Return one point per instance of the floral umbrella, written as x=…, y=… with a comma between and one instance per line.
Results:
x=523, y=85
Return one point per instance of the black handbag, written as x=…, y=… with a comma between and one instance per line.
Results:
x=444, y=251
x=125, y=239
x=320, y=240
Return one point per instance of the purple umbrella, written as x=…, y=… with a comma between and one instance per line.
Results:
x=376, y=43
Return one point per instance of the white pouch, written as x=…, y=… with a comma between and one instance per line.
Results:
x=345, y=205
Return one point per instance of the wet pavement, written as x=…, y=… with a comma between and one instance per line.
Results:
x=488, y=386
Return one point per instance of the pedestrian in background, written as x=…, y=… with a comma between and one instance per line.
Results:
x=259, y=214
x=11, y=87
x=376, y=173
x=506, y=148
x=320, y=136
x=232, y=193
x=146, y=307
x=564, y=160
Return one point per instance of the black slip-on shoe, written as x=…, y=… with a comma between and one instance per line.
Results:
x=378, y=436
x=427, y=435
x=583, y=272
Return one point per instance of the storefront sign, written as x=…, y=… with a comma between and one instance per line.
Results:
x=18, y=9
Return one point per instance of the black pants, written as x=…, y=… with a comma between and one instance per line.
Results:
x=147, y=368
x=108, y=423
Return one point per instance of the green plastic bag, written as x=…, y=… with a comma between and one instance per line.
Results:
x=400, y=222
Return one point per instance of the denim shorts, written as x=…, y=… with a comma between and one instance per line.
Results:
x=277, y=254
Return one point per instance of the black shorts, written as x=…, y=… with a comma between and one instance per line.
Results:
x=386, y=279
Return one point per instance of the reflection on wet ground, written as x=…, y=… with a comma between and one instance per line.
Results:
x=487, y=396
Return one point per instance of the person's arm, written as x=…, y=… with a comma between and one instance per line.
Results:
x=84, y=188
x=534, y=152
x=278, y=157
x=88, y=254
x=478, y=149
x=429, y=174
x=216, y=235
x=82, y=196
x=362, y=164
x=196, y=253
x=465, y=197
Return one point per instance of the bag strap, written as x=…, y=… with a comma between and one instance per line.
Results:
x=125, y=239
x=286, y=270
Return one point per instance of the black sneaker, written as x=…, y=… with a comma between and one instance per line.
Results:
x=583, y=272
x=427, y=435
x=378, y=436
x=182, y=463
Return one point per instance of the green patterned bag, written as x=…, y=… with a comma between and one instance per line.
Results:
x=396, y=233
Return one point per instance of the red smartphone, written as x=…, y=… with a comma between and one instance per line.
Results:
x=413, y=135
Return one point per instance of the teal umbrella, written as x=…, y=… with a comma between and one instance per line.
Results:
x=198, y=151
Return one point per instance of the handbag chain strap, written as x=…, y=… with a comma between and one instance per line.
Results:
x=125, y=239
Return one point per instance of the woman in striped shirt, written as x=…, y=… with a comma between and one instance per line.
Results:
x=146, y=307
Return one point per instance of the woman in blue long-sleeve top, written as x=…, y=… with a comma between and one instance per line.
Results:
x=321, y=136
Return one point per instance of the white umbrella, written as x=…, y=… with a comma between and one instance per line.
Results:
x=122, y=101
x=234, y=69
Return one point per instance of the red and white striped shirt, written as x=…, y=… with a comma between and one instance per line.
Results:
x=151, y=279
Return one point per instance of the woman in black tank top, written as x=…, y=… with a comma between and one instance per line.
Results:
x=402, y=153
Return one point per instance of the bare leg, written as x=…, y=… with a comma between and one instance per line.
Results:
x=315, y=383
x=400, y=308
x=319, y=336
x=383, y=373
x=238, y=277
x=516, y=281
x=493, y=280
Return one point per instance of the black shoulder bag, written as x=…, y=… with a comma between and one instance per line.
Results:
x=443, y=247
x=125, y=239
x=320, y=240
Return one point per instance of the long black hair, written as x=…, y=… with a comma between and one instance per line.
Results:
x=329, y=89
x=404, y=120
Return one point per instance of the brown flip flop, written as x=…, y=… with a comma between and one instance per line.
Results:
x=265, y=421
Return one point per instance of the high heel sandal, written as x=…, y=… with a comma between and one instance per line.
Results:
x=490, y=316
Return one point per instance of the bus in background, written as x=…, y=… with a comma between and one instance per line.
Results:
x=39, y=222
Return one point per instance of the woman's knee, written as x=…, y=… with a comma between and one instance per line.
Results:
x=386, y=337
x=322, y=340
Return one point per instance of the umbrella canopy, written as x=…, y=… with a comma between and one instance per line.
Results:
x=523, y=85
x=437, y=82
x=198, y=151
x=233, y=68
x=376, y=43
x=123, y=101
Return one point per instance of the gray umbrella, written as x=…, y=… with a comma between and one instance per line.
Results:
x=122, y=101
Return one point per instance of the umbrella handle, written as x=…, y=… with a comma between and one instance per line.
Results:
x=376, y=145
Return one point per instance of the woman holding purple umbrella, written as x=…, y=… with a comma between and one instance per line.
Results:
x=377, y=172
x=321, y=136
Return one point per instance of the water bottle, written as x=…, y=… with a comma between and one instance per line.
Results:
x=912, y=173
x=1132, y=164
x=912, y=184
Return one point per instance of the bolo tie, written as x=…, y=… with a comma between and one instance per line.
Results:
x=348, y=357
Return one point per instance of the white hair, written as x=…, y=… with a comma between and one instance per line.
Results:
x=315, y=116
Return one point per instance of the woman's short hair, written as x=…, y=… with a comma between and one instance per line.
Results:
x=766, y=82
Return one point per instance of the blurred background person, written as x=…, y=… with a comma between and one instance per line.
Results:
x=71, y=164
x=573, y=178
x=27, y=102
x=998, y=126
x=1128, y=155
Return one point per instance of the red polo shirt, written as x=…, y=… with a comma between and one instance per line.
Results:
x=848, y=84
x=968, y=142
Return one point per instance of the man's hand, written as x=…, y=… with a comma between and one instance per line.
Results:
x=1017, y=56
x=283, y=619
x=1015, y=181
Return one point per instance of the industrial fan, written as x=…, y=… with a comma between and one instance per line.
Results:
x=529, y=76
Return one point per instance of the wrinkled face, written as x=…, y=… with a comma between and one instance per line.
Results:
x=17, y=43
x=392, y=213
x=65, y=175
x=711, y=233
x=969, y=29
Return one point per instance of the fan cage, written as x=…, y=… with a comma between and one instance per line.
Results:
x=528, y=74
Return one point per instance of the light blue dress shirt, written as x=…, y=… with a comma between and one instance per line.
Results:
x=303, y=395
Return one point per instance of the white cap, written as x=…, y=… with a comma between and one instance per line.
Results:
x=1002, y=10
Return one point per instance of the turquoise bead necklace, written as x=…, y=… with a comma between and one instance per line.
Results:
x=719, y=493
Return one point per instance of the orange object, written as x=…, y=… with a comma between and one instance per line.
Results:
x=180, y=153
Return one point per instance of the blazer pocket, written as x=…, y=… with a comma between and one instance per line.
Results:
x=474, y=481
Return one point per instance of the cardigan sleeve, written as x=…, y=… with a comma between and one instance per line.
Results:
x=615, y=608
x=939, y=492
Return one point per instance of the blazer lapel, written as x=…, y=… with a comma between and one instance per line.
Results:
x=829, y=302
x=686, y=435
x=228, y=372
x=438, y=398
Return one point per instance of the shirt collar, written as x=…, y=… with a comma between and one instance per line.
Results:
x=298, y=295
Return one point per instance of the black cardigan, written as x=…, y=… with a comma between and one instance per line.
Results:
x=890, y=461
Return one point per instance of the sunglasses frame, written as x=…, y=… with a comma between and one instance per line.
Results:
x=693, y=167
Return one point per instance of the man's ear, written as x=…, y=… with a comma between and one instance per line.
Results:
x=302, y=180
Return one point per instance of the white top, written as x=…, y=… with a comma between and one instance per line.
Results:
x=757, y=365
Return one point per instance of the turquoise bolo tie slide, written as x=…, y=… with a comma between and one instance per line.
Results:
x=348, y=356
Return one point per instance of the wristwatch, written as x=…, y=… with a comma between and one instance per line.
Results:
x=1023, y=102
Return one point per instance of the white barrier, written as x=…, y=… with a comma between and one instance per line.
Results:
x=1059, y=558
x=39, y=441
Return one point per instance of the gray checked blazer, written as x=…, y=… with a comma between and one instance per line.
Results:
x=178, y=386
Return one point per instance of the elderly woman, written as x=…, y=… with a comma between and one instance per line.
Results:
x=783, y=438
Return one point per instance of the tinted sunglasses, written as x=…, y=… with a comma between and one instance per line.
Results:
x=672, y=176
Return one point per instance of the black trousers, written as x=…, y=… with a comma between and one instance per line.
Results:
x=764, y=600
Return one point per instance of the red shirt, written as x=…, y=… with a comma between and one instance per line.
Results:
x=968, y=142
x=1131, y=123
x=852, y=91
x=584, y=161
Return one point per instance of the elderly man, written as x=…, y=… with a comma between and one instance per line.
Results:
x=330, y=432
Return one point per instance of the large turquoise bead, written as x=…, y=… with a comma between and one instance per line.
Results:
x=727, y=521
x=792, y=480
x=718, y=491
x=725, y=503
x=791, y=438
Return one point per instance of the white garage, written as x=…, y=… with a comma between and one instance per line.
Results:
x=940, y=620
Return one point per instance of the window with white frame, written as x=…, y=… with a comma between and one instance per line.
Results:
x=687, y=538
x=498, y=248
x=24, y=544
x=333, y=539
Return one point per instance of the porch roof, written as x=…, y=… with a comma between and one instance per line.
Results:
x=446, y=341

[TASK GOAL] Retype the lines above, starting with the first one and ending with the line that contains "x=108, y=423", both included.

[RESPONSE]
Return one point per instance of the floral umbrella, written as x=…, y=… with a comma between and one instance per line.
Results:
x=523, y=85
Return one point per instance of the black handbag, written as x=…, y=… with a comma between and one instance per line.
Results:
x=444, y=251
x=125, y=239
x=320, y=240
Return one point per instance of the purple umbrella, written as x=…, y=… with a comma between and one instance per line.
Results:
x=376, y=43
Return one point per instance of the white pouch, written as x=…, y=… with a comma between and one instance per line.
Results:
x=345, y=205
Return one point per instance of the wet pavement, written as x=…, y=… with a comma between and one instance per line.
Results:
x=488, y=386
Return one point per instance of the pedestrian in background, written as x=…, y=… with a comma between and one instance per line.
Results:
x=259, y=214
x=11, y=87
x=376, y=173
x=506, y=148
x=320, y=136
x=232, y=193
x=146, y=307
x=564, y=160
Return one point per instance of the black slip-on shoe, written as x=…, y=… with a comma between and one instance per line.
Results:
x=378, y=436
x=427, y=435
x=583, y=272
Return one point per instance of the storefront sign, written as x=…, y=… with a comma between and one instance per line.
Results:
x=18, y=9
Return one point per instance of the black pants, written as x=…, y=… with a comma between and one instance per line.
Results:
x=147, y=368
x=108, y=423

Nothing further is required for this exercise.